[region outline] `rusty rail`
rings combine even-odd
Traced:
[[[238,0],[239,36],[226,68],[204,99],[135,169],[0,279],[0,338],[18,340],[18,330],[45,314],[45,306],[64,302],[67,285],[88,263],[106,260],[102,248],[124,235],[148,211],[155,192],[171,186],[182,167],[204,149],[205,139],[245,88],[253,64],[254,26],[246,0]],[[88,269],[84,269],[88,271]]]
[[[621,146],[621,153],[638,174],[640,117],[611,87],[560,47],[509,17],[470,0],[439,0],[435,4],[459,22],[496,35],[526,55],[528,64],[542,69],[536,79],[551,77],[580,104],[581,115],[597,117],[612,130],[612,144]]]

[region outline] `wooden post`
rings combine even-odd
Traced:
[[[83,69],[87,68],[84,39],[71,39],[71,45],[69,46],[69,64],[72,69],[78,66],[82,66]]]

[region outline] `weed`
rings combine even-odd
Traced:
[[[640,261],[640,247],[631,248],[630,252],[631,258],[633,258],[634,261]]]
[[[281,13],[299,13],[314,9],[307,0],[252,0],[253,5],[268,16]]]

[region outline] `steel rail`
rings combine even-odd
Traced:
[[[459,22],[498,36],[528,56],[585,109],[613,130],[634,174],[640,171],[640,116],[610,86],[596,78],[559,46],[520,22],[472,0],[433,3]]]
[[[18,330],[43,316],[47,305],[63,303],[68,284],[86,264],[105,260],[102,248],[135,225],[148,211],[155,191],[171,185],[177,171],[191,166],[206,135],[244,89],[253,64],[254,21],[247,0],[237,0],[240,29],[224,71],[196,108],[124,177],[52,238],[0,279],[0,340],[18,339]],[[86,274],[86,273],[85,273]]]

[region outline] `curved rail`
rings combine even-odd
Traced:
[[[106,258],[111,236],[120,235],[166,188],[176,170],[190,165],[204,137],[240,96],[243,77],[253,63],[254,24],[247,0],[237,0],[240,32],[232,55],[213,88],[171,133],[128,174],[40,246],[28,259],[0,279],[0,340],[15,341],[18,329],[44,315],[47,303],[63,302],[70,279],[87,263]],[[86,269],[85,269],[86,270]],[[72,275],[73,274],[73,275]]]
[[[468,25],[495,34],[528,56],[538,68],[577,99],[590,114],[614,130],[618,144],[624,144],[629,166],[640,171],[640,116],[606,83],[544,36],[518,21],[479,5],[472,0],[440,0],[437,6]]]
+++
**TASK DETAILS**
From the listing above, copy out each line where the word "rail" appears.

**TASK RESPONSE**
[region outline] `rusty rail`
[region outline] `steel rail`
[region outline] `curved rail`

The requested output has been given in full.